-- Start of Recorded data --

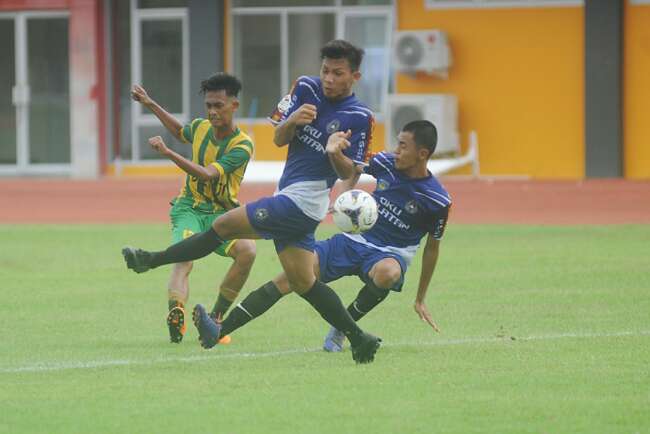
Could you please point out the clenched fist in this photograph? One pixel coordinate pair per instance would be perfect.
(158, 145)
(305, 114)
(140, 95)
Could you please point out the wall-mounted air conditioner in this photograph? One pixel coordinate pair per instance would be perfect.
(421, 50)
(441, 109)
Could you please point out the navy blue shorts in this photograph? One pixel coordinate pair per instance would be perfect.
(340, 256)
(279, 219)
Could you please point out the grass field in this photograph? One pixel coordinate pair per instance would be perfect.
(544, 330)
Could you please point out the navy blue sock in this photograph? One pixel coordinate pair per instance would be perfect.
(331, 309)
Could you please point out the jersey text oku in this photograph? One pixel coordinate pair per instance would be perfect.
(308, 174)
(408, 209)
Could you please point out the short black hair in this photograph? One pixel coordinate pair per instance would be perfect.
(221, 81)
(340, 49)
(424, 133)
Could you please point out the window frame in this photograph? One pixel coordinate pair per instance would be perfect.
(340, 13)
(140, 117)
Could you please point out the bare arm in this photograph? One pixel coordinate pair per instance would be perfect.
(429, 260)
(170, 122)
(203, 173)
(285, 131)
(343, 166)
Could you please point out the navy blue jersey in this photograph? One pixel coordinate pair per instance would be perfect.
(306, 159)
(408, 208)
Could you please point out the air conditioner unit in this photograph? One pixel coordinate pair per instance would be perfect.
(441, 109)
(422, 50)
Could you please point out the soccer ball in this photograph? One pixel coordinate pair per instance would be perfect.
(355, 211)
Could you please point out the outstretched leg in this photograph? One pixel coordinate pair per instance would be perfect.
(232, 225)
(383, 275)
(178, 293)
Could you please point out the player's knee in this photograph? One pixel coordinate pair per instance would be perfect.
(224, 226)
(246, 252)
(300, 284)
(183, 268)
(282, 283)
(387, 276)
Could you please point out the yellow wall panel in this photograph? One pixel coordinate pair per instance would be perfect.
(636, 91)
(519, 78)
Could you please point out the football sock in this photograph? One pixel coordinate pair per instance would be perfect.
(173, 303)
(254, 305)
(368, 297)
(329, 306)
(220, 307)
(191, 248)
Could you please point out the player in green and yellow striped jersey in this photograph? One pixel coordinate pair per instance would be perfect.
(220, 154)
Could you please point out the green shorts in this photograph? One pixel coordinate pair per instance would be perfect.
(187, 221)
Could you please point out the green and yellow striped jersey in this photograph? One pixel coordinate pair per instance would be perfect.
(229, 156)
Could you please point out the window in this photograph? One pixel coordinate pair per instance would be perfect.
(450, 4)
(274, 42)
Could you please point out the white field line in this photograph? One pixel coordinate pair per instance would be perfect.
(215, 355)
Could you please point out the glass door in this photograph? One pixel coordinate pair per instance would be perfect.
(8, 126)
(160, 63)
(34, 93)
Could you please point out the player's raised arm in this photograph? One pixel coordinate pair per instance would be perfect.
(203, 173)
(336, 144)
(286, 130)
(170, 122)
(429, 260)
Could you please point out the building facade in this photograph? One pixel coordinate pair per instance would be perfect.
(556, 89)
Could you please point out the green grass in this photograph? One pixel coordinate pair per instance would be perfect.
(544, 330)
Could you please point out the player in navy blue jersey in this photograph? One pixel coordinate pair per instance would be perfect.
(412, 204)
(327, 130)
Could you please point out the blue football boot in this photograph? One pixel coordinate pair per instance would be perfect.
(334, 341)
(209, 329)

-- End of Recorded data --

** Challenge **
Lay out the lines of all the records above as a numbered list, skipping blank lines. Leave the pictures out.

** Reply **
1. Could you please point out the clenched fist in this photograph? One pixel coordinate pair per instance would be perfect.
2. (158, 145)
3. (305, 114)
4. (140, 95)
5. Could you please point out the wall-mounted air conditioner in this photograph? One pixel coordinate pair per instance would be perfect.
6. (421, 50)
7. (441, 109)
8. Could you please point out the navy blue shorts in this photograph? One pixel coordinate pair per instance would be perfect.
9. (340, 256)
10. (279, 219)
11. Could you please point out the grass field in this photograph? One pixel coordinate pair per instance would be perfect.
12. (544, 330)
13. Could you please point out the navy blue sock in this photograph? One pixel coordinate pair per instance would be perfect.
14. (331, 309)
15. Could you please point out the jersey text oku in this photograph? One pixel coordinate pair per instance would be perfect.
16. (308, 174)
17. (408, 209)
18. Could you please point out the short black hair in this photograph? One pixel coordinate pair per instance would be perfect.
19. (221, 81)
20. (340, 49)
21. (424, 133)
22. Could you please point out the window frame in this photograph? One pixel coordinate pair per instance would be perfect.
23. (340, 13)
24. (140, 117)
25. Could you please point out the bare arm in this photograph? One pixel coordinate pair per instance would be perfect.
26. (429, 260)
27. (170, 122)
28. (203, 173)
29. (285, 131)
30. (343, 166)
31. Could you please point out the navy blue jersey in this photograph? One pixel coordinate pair per instance would be perfect.
32. (306, 159)
33. (408, 208)
34. Could you please point out the air conditioner unit in this photograph? One pixel coordinate pair per instance would be perfect.
35. (441, 109)
36. (422, 50)
37. Could you please point out the soccer ball in this photograph? One pixel coordinate pair per instance would be perfect.
38. (355, 211)
39. Could you please point out the outstretched leg in this photograph? One pixel coordinate pair per instance would be perfect.
40. (232, 225)
41. (383, 275)
42. (178, 293)
43. Could you please point out the player's knee in this photograph? One pixel coordinate pair per instance would be perfect.
44. (224, 226)
45. (246, 252)
46. (300, 284)
47. (183, 268)
48. (282, 283)
49. (387, 276)
50. Could you please point out the yellow wall panel in this photograph? One pixel coordinate pair per instance would be perfect.
51. (636, 91)
52. (519, 78)
53. Could you please point out the football sock in this photograph? One pixel coordinate pair per instance would be perfect.
54. (173, 303)
55. (254, 305)
56. (368, 297)
57. (329, 306)
58. (220, 307)
59. (191, 248)
60. Could you please point out the player in green and yellow striped jersey in this photograph? One pixel coordinate pair per instance would be perfect.
61. (220, 154)
62. Could you please point out the green shorts in this photograph? One pixel coordinate pair per instance would be perfect.
63. (187, 221)
64. Could you please point out the green and yellow striped jersey in this photograph? One pixel coordinate pair per instance would be perfect.
65. (229, 156)
66. Could you please point out the window in this photograph? One pixel coordinate pair per instance would be perfect.
67. (450, 4)
68. (274, 42)
69. Could you please point out the white field line in this photograph? One pixel coordinate pair per instance would be perfect.
70. (215, 355)
71. Could you please point out the glass door in this photograph? One pixel coordinate pair per instance would be perfect.
72. (8, 126)
73. (160, 63)
74. (34, 93)
75. Could you please point out the player's raised arm in this photograph? One pixel coordinate pair per instance would be perfect.
76. (203, 173)
77. (336, 144)
78. (286, 130)
79. (170, 122)
80. (429, 260)
81. Could you please point out the building facade in this photograph? One pixel coordinate pair per instance would be perfect.
82. (556, 89)
83. Could you please point out the green grass in this photograph? One pixel coordinate pair per instance would be perfect.
84. (544, 330)
85. Could you please point out the player in navy blue jersey in this photograph? One pixel coordinate pair per instance would be perfect.
86. (412, 204)
87. (327, 130)
88. Could you please point out the blue football boot in this photograph? One pixel coordinate pair per instance would be perfect.
89. (334, 341)
90. (209, 329)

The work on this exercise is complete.